BEGIN Extracted records

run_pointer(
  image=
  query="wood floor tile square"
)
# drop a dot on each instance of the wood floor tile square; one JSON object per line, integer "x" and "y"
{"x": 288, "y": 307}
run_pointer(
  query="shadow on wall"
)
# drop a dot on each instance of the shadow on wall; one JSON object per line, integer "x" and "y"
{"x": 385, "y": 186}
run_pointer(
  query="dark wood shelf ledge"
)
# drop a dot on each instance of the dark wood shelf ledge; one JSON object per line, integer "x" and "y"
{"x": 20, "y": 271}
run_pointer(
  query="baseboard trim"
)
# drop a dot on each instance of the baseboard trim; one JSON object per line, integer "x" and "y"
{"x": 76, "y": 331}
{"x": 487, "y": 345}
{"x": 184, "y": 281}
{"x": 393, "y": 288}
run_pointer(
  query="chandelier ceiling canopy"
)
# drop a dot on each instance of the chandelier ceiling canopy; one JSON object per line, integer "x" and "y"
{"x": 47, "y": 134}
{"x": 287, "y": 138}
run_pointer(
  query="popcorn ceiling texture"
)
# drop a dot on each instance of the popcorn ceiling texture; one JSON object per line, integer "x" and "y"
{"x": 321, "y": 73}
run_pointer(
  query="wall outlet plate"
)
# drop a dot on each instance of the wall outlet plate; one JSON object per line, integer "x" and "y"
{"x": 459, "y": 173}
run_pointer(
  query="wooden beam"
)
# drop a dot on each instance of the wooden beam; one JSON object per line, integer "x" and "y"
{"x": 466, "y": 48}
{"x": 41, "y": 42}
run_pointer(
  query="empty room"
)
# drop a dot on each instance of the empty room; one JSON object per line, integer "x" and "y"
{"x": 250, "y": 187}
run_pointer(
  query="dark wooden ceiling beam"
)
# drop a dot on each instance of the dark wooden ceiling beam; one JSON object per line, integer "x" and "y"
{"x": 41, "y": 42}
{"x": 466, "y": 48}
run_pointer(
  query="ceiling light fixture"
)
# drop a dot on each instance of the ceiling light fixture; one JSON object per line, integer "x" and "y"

END Extracted records

Try it: Search the data for the word "fixture" and report how many lines include it, with the number alone.

Response for this exercise: 2